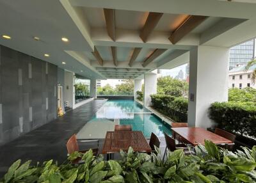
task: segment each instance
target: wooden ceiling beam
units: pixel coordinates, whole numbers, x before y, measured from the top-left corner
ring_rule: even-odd
[[[116,40],[115,12],[113,9],[103,8],[108,35],[115,42]]]
[[[116,60],[116,47],[111,46],[111,52],[113,57],[113,61],[115,67],[117,67],[117,60]]]
[[[154,51],[154,52],[147,58],[143,63],[142,63],[142,66],[145,67],[147,65],[150,64],[152,61],[153,61],[156,58],[161,55],[164,53],[167,49],[156,49]]]
[[[134,48],[134,49],[133,50],[132,54],[131,56],[130,61],[129,62],[129,66],[130,66],[130,67],[132,66],[133,62],[137,58],[137,57],[139,55],[140,51],[141,51],[141,49],[142,48],[141,48],[141,47],[136,47],[136,48]]]
[[[163,14],[163,13],[149,12],[146,22],[140,34],[140,37],[143,42],[147,42],[154,29],[157,25],[161,17],[162,17]]]
[[[96,49],[96,47],[94,47],[94,51],[92,52],[92,54],[94,56],[94,57],[96,58],[96,60],[99,61],[99,63],[101,65],[103,66],[103,60],[101,58],[99,51]]]
[[[208,17],[189,15],[169,37],[170,42],[175,44],[180,40],[184,36],[190,33],[193,29],[199,26]]]

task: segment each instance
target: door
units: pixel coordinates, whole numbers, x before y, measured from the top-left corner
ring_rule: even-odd
[[[62,109],[62,86],[58,86],[58,109]]]

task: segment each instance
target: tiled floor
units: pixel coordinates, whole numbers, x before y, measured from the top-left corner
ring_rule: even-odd
[[[45,124],[26,134],[0,147],[0,177],[7,171],[12,163],[20,159],[23,162],[31,159],[36,164],[49,159],[59,163],[67,159],[66,143],[74,133],[77,133],[92,119],[96,111],[106,100],[95,100],[74,110],[68,111],[62,118]],[[161,139],[161,150],[164,150],[165,142]],[[99,139],[99,151],[101,152],[104,139]],[[81,149],[95,148],[97,143],[79,143]],[[115,154],[115,159],[119,155]]]
[[[0,177],[19,159],[22,161],[31,159],[34,163],[52,159],[59,163],[65,161],[68,138],[77,133],[105,102],[95,100],[88,102],[0,147]]]

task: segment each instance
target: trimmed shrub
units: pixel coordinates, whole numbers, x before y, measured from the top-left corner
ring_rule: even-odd
[[[188,122],[188,99],[166,95],[151,95],[152,107],[177,122]]]
[[[142,102],[143,100],[143,93],[141,91],[137,91],[136,93],[138,95],[137,99]]]
[[[211,105],[209,117],[219,128],[256,138],[256,106],[253,102],[214,102]]]
[[[168,152],[162,161],[156,154],[128,152],[121,150],[121,159],[104,161],[103,156],[93,156],[92,150],[83,154],[75,152],[68,157],[80,157],[84,164],[61,165],[52,160],[36,166],[31,161],[15,161],[0,182],[255,182],[256,146],[243,148],[236,153],[218,148],[211,141],[195,148],[196,155],[186,155],[182,149]]]

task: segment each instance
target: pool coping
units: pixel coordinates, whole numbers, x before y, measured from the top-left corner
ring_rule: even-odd
[[[141,101],[140,101],[140,100],[138,100],[137,99],[135,99],[134,101],[136,101],[138,103],[139,103],[140,104],[142,105],[142,106],[145,107],[147,109],[150,111],[151,113],[154,113],[158,118],[159,118],[162,121],[163,121],[164,122],[166,122],[166,123],[168,123],[170,126],[172,126],[172,123],[176,123],[175,121],[172,120],[171,118],[170,118],[169,117],[166,116],[166,115],[163,115],[162,113],[158,112],[155,109],[154,109],[154,108],[152,108],[152,107],[151,107],[150,106],[148,106],[148,107],[145,106],[142,102],[141,102]]]

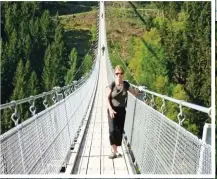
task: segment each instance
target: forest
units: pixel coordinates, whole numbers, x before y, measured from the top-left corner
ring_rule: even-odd
[[[83,8],[79,6],[82,4],[1,2],[1,104],[62,87],[89,72],[95,34],[88,31],[85,49],[78,51],[75,44],[81,39],[68,40],[70,34],[78,32],[66,33],[59,15],[89,11],[97,5],[87,2]],[[92,23],[96,26],[96,21]],[[20,105],[18,110],[19,122],[30,115],[27,106]],[[10,109],[1,113],[1,133],[14,126],[11,114]]]
[[[110,2],[106,15],[110,59],[125,68],[127,80],[211,106],[210,2]],[[162,100],[155,104],[160,109]],[[178,113],[178,105],[166,103],[170,119],[178,122]],[[187,108],[183,113],[183,126],[201,137],[209,116]]]

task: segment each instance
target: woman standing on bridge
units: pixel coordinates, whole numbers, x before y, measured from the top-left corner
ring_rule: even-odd
[[[108,105],[108,123],[109,123],[109,140],[112,147],[112,154],[110,159],[114,159],[121,154],[117,150],[117,146],[121,146],[126,105],[127,105],[127,91],[134,95],[138,91],[130,88],[130,84],[123,80],[124,70],[118,65],[115,67],[115,81],[107,86],[107,105]]]

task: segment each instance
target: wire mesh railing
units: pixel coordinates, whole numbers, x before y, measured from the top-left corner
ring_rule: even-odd
[[[97,82],[99,61],[73,93],[0,136],[2,174],[59,173]]]
[[[107,41],[105,44],[107,46]],[[111,83],[114,81],[114,71],[108,52],[106,56],[107,78]],[[136,87],[133,84],[131,86]],[[149,105],[129,94],[124,126],[128,147],[140,173],[211,174],[211,145],[181,126],[184,120],[183,106],[207,113],[208,117],[211,108],[176,100],[146,89],[142,91],[145,95],[151,95]],[[163,101],[161,112],[153,108],[154,96]],[[163,114],[164,100],[179,105],[178,123]]]

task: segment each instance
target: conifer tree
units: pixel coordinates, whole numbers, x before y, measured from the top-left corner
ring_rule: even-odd
[[[75,71],[78,63],[78,53],[75,48],[73,48],[69,55],[69,67],[70,69],[67,71],[67,75],[65,76],[65,84],[71,83],[75,80]]]

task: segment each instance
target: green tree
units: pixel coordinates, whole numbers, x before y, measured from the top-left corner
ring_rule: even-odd
[[[78,63],[78,53],[75,48],[73,48],[69,55],[69,69],[67,71],[67,74],[65,76],[65,84],[71,83],[73,80],[75,80],[75,71],[77,68]]]
[[[92,57],[89,54],[85,55],[83,63],[84,63],[83,72],[84,74],[87,74],[90,71],[92,66]]]

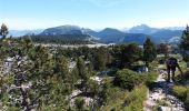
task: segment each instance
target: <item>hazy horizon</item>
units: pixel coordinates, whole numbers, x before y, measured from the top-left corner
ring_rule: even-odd
[[[0,23],[11,30],[72,24],[100,30],[147,24],[186,27],[189,0],[0,0]]]

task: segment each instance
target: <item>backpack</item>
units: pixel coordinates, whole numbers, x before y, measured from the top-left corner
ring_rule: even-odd
[[[169,58],[166,63],[169,67],[176,67],[177,65],[177,59],[176,58]]]

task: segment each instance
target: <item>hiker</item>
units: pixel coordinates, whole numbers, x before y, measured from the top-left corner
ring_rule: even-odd
[[[172,73],[172,82],[175,82],[175,72],[176,72],[176,68],[179,69],[180,73],[182,74],[181,68],[178,64],[178,61],[176,58],[171,57],[166,61],[166,67],[167,67],[167,73],[168,73],[168,80],[167,82],[170,82],[170,71]]]

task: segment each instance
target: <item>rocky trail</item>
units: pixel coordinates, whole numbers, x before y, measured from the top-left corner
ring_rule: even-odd
[[[143,103],[145,111],[186,111],[182,101],[177,99],[172,93],[173,82],[166,82],[165,71],[160,70],[160,74],[155,82],[155,87],[149,90],[148,99]]]

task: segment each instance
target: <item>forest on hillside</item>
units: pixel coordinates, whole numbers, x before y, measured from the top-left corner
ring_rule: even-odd
[[[127,43],[62,49],[34,46],[39,38],[10,38],[8,33],[2,24],[0,109],[8,111],[140,111],[158,77],[158,63],[175,52],[183,62],[189,59],[188,30],[179,50],[166,43],[156,46],[149,38],[142,48]],[[189,90],[179,92],[181,88],[176,87],[175,94],[189,109]]]

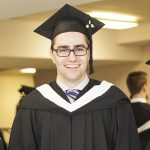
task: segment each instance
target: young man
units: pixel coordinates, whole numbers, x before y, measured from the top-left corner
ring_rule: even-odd
[[[57,78],[24,98],[9,150],[140,150],[127,97],[86,73],[92,34],[103,25],[65,5],[35,30],[51,39]]]
[[[129,73],[127,86],[131,94],[132,108],[142,147],[145,150],[148,142],[150,142],[150,105],[147,103],[149,92],[147,73],[143,71]]]

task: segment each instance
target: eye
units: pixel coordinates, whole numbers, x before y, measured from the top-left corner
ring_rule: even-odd
[[[61,48],[61,49],[57,49],[57,51],[58,51],[59,53],[64,53],[64,52],[67,52],[68,50],[65,49],[65,48]]]
[[[84,47],[78,47],[78,48],[76,48],[76,51],[84,51],[84,50],[85,50]]]

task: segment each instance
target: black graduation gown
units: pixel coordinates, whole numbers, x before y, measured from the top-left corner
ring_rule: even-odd
[[[146,103],[132,103],[133,113],[135,115],[135,120],[137,128],[144,125],[146,122],[150,121],[150,105]],[[140,140],[142,143],[142,149],[145,150],[146,145],[150,143],[150,128],[139,133]]]
[[[11,131],[9,150],[140,150],[127,97],[90,80],[70,104],[56,82],[27,95]]]

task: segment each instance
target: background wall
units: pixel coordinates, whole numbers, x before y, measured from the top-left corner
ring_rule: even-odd
[[[33,75],[0,73],[0,128],[11,128],[22,85],[34,87]],[[8,132],[4,136],[8,142]]]

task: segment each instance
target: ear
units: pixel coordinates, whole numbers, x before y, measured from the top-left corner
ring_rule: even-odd
[[[143,90],[144,92],[147,91],[147,84],[144,84],[144,85],[143,85],[142,90]]]
[[[54,54],[53,54],[53,51],[51,49],[49,50],[49,54],[50,54],[50,57],[52,59],[52,62],[55,64]]]

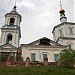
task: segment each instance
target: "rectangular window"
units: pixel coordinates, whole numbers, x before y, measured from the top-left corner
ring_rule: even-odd
[[[36,61],[36,54],[35,53],[31,53],[31,61]]]
[[[43,54],[43,60],[47,58],[47,54]]]
[[[54,59],[55,59],[55,62],[59,61],[59,54],[54,54]]]

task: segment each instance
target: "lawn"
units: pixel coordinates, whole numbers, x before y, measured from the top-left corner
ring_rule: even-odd
[[[5,67],[0,66],[0,75],[75,75],[75,68],[55,66]]]

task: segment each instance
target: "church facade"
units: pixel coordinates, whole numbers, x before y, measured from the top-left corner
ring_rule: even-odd
[[[62,50],[67,47],[75,49],[75,23],[67,22],[62,7],[60,21],[61,24],[56,25],[52,31],[54,41],[43,37],[29,44],[20,45],[21,15],[16,11],[15,5],[13,10],[5,15],[5,24],[1,28],[0,59],[2,55],[16,57],[20,52],[23,61],[26,61],[27,57],[31,62],[43,62],[45,58],[48,58],[48,62],[58,61]]]

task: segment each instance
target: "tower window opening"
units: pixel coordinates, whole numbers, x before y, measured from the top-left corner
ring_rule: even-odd
[[[14,18],[10,18],[10,25],[14,25],[14,21],[15,21]]]
[[[8,35],[7,35],[6,43],[7,43],[7,44],[12,44],[12,34],[8,34]]]
[[[69,27],[70,34],[73,34],[73,28]]]

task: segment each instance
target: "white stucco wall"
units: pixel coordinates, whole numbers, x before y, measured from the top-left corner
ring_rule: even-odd
[[[54,54],[59,54],[64,48],[50,48],[50,47],[36,47],[36,46],[30,46],[30,47],[22,47],[22,57],[24,61],[27,57],[31,60],[31,53],[36,54],[36,61],[43,61],[42,54],[47,53],[48,56],[48,62],[54,62]]]

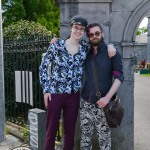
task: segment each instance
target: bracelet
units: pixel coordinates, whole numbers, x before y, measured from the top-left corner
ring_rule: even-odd
[[[106,97],[106,99],[108,99],[108,100],[111,99],[111,96],[109,96],[109,95],[106,95],[105,97]]]

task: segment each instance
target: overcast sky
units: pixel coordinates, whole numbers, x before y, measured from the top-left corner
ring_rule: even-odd
[[[148,18],[145,17],[145,18],[142,20],[142,22],[141,22],[139,28],[147,27],[147,24],[148,24]]]

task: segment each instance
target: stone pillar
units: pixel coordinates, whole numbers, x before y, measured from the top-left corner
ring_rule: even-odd
[[[2,9],[0,0],[0,142],[5,140],[4,65],[2,39]]]
[[[46,135],[46,111],[30,109],[28,112],[29,145],[32,150],[43,150]]]
[[[147,62],[150,63],[150,16],[148,18],[148,35],[147,35]]]

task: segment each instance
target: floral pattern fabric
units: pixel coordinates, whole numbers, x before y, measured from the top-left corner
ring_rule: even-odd
[[[87,43],[82,41],[78,53],[66,50],[65,40],[51,44],[39,67],[43,93],[75,93],[82,87],[83,65],[87,55]],[[51,65],[49,77],[48,67]]]

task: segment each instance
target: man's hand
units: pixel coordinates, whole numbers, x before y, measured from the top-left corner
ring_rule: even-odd
[[[117,50],[114,48],[113,44],[108,45],[108,55],[110,58],[116,55],[116,51]]]
[[[97,105],[99,108],[104,108],[109,102],[107,97],[102,97],[100,100],[97,101]]]
[[[58,40],[58,38],[54,37],[53,39],[51,39],[50,44],[55,44],[57,40]]]
[[[51,101],[51,94],[50,93],[45,93],[44,94],[44,104],[45,104],[46,109],[48,107],[48,101]]]

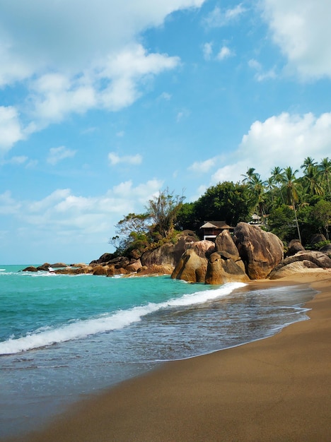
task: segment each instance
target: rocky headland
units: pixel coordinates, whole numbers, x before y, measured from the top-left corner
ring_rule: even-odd
[[[193,232],[178,234],[176,240],[144,251],[141,256],[115,256],[104,253],[89,264],[45,263],[23,271],[50,271],[56,274],[96,275],[171,275],[188,282],[221,285],[252,280],[279,279],[308,269],[331,268],[331,246],[305,250],[298,240],[284,245],[275,234],[257,225],[239,222],[231,235],[224,230],[215,239],[199,241]]]

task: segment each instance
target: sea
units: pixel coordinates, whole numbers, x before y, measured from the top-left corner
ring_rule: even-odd
[[[209,286],[0,265],[0,438],[166,361],[241,345],[308,319],[305,285]],[[251,287],[251,288],[250,288]]]

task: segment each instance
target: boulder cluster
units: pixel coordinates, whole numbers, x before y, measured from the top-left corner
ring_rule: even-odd
[[[171,275],[188,282],[221,285],[250,280],[277,279],[311,268],[331,268],[331,247],[306,251],[298,240],[289,244],[284,256],[281,241],[259,226],[240,222],[233,234],[223,230],[215,241],[199,241],[191,231],[180,234],[173,243],[145,251],[141,256],[115,257],[105,253],[89,264],[63,263],[28,267],[23,271],[97,275]]]

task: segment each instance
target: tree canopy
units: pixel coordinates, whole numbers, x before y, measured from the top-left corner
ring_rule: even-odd
[[[176,231],[193,230],[205,221],[225,221],[231,226],[252,220],[284,241],[297,238],[309,245],[310,237],[323,233],[328,239],[331,224],[331,160],[320,162],[307,157],[299,171],[275,166],[262,180],[255,167],[248,167],[241,182],[223,181],[209,187],[196,201],[167,188],[151,198],[142,214],[129,213],[116,225],[110,242],[118,253],[157,246]]]

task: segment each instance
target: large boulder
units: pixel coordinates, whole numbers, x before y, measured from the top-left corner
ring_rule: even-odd
[[[315,244],[317,244],[319,242],[325,242],[325,241],[326,241],[326,238],[323,235],[323,234],[315,233],[311,237],[310,244],[312,247],[314,247]]]
[[[211,241],[199,241],[182,253],[171,277],[189,282],[204,282],[208,259],[215,250]]]
[[[331,258],[325,253],[316,251],[302,251],[293,256],[285,258],[270,273],[269,278],[275,280],[307,268],[331,268]]]
[[[331,244],[326,244],[320,249],[320,251],[331,258]]]
[[[249,280],[244,270],[236,264],[230,253],[216,251],[210,256],[204,280],[206,284],[247,282]]]
[[[197,242],[197,240],[193,234],[182,234],[175,244],[168,242],[143,253],[140,258],[141,265],[147,267],[173,265],[175,268],[182,253],[190,249],[195,242]]]
[[[290,241],[289,243],[286,256],[293,256],[293,255],[303,250],[305,250],[305,248],[301,244],[301,241],[298,239],[292,239],[292,241]]]
[[[267,277],[283,259],[281,241],[258,226],[239,222],[234,230],[233,241],[251,280]]]
[[[239,251],[228,230],[223,230],[217,235],[215,239],[215,250],[226,252],[235,261],[240,259]]]

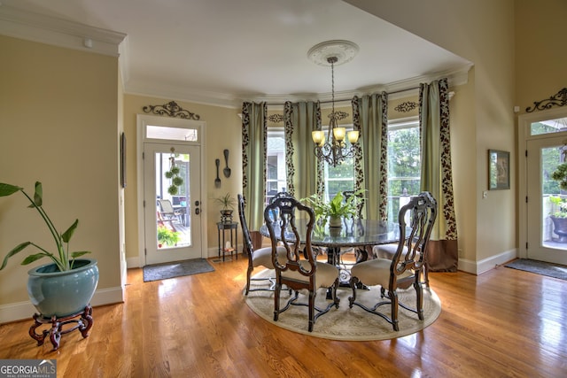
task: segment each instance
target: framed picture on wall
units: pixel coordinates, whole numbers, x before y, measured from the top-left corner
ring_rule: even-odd
[[[488,189],[510,189],[510,153],[488,150]]]
[[[120,185],[126,188],[126,135],[120,135]]]

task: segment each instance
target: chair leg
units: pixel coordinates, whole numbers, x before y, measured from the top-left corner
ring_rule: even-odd
[[[356,300],[356,286],[360,282],[358,277],[351,277],[350,285],[353,289],[353,297],[348,297],[348,307],[353,308],[353,304]]]
[[[313,331],[313,326],[315,323],[315,292],[309,291],[309,328],[308,331]]]
[[[276,282],[276,289],[274,290],[274,321],[277,321],[277,318],[280,314],[280,289],[282,284],[277,281]]]
[[[429,288],[429,267],[427,264],[423,264],[423,282],[425,282],[425,287]]]
[[[398,293],[395,290],[388,290],[388,297],[392,306],[392,326],[393,330],[397,332],[400,330],[400,326],[398,325]]]
[[[414,283],[414,288],[416,289],[416,311],[417,312],[417,317],[420,320],[423,320],[423,287],[422,286],[422,282]]]
[[[248,270],[246,270],[246,292],[245,296],[250,292],[250,277],[252,276],[252,272],[254,270],[253,267],[248,266]]]

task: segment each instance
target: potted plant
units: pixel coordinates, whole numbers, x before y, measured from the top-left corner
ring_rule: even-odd
[[[559,181],[559,188],[567,190],[567,163],[562,163],[551,174],[551,178]]]
[[[234,212],[234,205],[237,204],[237,200],[230,195],[230,193],[227,193],[222,197],[214,198],[214,202],[221,206],[221,215],[222,220],[232,218],[232,212]]]
[[[314,194],[307,198],[302,198],[301,202],[313,208],[318,222],[324,226],[329,219],[330,227],[338,228],[342,227],[343,218],[350,219],[358,215],[359,204],[362,200],[361,194],[363,192],[363,189],[357,190],[345,199],[343,192],[338,191],[329,202],[323,201],[322,198]]]
[[[21,243],[4,257],[0,270],[6,266],[10,258],[32,246],[37,251],[26,257],[21,265],[28,265],[43,258],[51,260],[49,264],[27,272],[27,294],[40,315],[44,319],[52,316],[63,318],[87,311],[98,283],[98,267],[95,259],[77,258],[90,253],[89,251],[69,251],[69,242],[79,225],[79,220],[75,220],[69,228],[61,233],[43,209],[41,182],[35,182],[33,197],[23,188],[0,183],[0,197],[8,197],[17,192],[22,193],[29,200],[30,205],[27,207],[35,209],[43,220],[53,237],[55,251],[51,252],[34,242]]]
[[[559,243],[567,243],[567,199],[550,196],[549,202],[552,204],[549,218],[553,221],[553,232],[559,236]]]
[[[158,246],[162,245],[174,246],[181,240],[179,232],[173,231],[165,226],[158,226]]]

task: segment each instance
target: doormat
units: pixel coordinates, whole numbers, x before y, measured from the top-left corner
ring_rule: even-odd
[[[175,263],[144,266],[144,282],[166,280],[167,278],[214,272],[214,268],[205,258],[176,261]]]
[[[504,266],[567,281],[567,266],[562,265],[530,258],[517,258]]]

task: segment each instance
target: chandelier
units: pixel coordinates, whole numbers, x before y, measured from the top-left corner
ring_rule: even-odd
[[[311,133],[313,142],[315,143],[315,154],[322,161],[326,161],[332,166],[340,165],[346,158],[354,156],[354,144],[358,142],[359,132],[349,131],[342,127],[338,127],[338,120],[341,117],[341,112],[335,112],[335,64],[350,61],[354,54],[358,52],[358,46],[348,41],[330,41],[319,43],[312,48],[307,55],[315,63],[322,66],[323,59],[330,65],[331,74],[331,112],[329,115],[329,129],[325,140],[325,134],[322,130],[315,130]],[[346,138],[349,142],[349,146],[346,143]]]

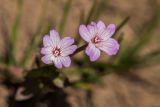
———
- **DIRECTIONS**: Rewrite the stretch from the start of the rows through the line containing "[[[116,40],[115,12],[113,9],[103,8],[108,35],[115,42]]]", both ends included, with every pixel coordinate in the answers multiplied by 2.15 and rounded to a whole number, halves rounding up. Copy the requests unchanged, leave the pictures out, and give only these lines.

- **ANSWER IN FULL**:
task: segment each instance
target: wooden ceiling beam
units: pixel coordinates, whole numbers, x before y, measured from the top-left corner
ring_rule: even-odd
[[[249,86],[247,26],[243,19],[221,17],[232,75],[247,90]]]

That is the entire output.